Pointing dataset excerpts
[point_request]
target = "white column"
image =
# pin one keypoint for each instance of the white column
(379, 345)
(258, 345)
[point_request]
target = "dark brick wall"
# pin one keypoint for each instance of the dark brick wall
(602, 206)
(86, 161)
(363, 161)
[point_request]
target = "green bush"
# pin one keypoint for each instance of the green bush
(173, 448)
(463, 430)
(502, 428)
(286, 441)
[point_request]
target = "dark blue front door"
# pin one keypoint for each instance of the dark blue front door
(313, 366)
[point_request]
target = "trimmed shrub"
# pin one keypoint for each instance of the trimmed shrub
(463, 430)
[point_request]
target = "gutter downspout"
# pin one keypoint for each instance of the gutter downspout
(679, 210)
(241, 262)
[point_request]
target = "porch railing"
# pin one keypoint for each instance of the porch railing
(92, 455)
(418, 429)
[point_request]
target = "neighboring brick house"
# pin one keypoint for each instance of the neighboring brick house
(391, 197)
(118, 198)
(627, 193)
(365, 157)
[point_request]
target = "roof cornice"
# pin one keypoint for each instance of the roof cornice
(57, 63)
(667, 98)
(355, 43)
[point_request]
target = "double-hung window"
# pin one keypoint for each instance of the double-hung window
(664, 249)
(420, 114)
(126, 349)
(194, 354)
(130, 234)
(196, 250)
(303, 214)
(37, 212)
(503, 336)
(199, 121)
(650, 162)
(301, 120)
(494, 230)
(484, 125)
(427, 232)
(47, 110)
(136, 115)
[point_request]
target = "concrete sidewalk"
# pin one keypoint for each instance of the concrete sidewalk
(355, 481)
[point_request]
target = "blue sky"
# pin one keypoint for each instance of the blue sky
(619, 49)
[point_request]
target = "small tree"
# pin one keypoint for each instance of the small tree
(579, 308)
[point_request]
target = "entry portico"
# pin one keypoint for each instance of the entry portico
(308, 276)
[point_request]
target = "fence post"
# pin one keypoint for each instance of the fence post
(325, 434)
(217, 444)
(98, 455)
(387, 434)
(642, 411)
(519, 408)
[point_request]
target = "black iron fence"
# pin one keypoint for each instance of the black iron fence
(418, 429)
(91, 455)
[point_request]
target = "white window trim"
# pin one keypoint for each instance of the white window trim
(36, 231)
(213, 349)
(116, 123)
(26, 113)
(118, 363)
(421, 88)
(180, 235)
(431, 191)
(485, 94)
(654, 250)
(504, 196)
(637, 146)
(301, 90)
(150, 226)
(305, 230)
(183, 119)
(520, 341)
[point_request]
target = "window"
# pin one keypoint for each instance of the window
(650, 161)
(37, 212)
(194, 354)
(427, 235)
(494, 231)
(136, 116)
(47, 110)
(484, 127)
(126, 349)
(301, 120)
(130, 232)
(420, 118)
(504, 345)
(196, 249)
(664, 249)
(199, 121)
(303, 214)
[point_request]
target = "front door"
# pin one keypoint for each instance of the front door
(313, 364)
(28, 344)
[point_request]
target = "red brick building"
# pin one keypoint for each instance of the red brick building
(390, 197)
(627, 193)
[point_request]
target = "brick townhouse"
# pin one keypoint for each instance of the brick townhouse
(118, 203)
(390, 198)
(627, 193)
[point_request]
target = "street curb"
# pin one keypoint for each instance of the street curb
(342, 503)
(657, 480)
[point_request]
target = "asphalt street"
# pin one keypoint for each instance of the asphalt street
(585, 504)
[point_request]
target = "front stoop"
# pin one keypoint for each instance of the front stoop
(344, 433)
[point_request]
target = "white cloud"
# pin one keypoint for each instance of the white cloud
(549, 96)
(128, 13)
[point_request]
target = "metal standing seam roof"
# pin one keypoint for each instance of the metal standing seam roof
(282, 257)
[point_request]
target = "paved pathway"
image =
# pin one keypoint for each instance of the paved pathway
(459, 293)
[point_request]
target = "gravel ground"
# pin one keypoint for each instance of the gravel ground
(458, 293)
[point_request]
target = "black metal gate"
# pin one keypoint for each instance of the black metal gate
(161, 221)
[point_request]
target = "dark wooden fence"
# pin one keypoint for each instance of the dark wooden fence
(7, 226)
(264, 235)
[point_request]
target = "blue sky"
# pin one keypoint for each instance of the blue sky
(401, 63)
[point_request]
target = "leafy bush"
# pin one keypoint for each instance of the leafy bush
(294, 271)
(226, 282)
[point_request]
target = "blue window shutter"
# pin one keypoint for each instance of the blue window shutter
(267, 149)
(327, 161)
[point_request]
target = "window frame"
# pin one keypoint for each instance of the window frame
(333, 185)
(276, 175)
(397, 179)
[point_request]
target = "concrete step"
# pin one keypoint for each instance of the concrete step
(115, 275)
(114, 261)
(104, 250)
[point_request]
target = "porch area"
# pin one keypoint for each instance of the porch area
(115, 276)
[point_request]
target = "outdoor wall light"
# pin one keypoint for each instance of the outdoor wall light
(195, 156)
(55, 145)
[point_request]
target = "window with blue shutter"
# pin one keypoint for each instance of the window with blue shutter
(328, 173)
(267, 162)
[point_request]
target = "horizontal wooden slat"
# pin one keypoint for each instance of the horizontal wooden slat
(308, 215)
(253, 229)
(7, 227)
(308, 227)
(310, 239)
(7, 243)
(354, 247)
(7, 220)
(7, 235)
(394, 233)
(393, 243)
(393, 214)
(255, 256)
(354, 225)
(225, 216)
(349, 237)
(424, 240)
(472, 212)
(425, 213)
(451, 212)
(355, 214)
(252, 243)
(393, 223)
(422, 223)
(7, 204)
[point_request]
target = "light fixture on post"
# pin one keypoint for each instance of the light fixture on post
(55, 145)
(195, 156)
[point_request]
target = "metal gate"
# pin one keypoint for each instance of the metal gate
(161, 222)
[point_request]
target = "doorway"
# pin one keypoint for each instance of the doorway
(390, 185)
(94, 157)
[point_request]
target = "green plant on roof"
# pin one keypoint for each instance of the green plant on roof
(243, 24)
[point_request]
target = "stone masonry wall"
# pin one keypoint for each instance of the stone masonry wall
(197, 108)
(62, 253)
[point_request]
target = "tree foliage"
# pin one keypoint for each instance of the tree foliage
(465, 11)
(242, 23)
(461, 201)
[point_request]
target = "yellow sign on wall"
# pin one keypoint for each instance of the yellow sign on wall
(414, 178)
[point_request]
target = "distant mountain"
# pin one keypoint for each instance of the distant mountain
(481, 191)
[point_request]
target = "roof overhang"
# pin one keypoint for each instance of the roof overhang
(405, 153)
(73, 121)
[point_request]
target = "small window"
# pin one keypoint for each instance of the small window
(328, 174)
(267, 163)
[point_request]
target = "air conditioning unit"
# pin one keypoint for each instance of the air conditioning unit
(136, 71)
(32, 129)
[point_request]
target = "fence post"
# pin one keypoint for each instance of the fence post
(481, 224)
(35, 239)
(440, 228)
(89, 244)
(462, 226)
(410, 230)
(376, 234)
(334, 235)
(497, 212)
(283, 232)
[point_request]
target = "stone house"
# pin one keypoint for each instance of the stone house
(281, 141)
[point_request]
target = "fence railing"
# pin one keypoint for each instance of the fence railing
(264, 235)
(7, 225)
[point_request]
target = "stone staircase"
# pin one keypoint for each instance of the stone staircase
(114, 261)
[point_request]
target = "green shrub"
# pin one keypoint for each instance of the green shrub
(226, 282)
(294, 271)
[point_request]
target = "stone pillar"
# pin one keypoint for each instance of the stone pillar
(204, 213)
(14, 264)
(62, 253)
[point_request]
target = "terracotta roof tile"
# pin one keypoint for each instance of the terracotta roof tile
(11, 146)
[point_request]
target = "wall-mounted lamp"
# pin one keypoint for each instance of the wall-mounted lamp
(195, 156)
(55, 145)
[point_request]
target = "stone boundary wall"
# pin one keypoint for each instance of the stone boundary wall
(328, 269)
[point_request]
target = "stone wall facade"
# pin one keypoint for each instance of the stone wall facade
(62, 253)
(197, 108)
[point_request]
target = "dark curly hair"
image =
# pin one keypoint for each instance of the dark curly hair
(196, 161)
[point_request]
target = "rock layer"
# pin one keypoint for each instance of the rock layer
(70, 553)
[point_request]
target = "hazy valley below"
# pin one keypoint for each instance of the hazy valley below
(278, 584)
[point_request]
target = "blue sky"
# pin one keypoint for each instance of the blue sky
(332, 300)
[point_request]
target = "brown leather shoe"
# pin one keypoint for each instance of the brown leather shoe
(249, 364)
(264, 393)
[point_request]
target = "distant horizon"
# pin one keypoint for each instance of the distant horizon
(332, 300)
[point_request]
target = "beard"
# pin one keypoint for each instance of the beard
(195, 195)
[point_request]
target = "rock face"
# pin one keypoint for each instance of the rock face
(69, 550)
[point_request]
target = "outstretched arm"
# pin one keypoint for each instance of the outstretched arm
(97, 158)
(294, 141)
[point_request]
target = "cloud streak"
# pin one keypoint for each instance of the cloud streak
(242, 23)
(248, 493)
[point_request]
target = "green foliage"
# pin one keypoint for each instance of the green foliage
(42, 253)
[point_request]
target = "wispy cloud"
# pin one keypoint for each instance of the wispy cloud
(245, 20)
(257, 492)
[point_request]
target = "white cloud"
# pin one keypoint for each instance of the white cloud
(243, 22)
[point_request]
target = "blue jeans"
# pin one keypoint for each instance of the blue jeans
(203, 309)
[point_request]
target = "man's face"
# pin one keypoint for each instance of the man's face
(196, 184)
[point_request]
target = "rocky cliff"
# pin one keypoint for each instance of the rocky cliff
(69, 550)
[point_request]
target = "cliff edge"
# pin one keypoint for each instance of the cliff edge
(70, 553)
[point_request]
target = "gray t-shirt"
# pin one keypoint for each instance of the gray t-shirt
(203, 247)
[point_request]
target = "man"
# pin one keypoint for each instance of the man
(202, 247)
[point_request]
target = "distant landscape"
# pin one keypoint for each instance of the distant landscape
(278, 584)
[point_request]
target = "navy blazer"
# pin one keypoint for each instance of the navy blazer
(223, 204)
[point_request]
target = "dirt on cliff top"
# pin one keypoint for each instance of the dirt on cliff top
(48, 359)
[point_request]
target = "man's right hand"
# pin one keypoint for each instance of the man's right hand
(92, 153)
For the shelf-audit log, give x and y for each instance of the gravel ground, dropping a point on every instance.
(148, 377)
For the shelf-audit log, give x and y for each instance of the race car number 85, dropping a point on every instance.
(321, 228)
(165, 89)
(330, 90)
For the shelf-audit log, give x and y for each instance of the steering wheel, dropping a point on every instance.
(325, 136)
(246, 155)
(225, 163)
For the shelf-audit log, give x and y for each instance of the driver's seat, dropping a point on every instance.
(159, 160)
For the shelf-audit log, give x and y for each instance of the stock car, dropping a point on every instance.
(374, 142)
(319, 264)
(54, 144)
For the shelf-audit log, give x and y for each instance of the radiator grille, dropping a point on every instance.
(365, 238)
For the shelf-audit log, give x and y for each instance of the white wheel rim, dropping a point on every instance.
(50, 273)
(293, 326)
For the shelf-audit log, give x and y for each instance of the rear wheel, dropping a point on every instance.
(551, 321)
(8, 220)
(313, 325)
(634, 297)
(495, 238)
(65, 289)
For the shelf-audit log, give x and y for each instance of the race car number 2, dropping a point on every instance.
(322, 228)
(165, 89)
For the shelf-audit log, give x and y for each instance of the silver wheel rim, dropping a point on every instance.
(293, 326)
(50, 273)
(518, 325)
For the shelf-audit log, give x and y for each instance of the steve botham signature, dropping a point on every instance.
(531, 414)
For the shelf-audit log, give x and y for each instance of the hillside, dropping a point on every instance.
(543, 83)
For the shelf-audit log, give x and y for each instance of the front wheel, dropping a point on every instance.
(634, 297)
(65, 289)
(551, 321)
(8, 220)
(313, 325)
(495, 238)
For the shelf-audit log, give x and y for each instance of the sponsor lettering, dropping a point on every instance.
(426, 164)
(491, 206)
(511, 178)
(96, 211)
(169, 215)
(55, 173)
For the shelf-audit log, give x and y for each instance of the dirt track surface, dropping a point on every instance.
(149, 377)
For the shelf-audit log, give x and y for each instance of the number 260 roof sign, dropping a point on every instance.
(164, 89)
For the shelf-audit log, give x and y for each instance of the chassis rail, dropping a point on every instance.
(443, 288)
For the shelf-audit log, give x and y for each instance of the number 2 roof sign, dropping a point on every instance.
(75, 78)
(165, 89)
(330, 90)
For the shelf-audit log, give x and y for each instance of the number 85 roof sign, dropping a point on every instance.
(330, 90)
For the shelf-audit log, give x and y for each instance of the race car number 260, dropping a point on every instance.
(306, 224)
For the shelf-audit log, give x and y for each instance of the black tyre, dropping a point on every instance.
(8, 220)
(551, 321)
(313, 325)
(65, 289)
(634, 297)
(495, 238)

• _WHAT TO DO_
Reproduce the lines word for word, starting at the one holding "the number 260" and ending at the final line of the material above.

• _EXERCISE OUTPUT_
For the shelf-audit log, give x and y for each instance of the number 260 roof sign, dropping a point on every instance.
(164, 89)
For the shelf-audit log, give x and y for each instance of the chassis rail, dropping a point on every instance.
(443, 288)
For the shelf-audit log, give x and y for each instance of the number 2 roof sign, dropping a point on every instance.
(75, 78)
(165, 89)
(330, 90)
For the shelf-audit log, give x and y for each instance of the number 85 roof sign, dropping a point on every instance.
(330, 90)
For the shelf-audit log, give x and y for each instance of the race car number 260, dropping a point on every instance.
(306, 224)
For the shelf-audit log, give x and y for each instance of the black tyre, dropping a point on every instance.
(8, 220)
(551, 321)
(313, 325)
(65, 289)
(634, 297)
(495, 238)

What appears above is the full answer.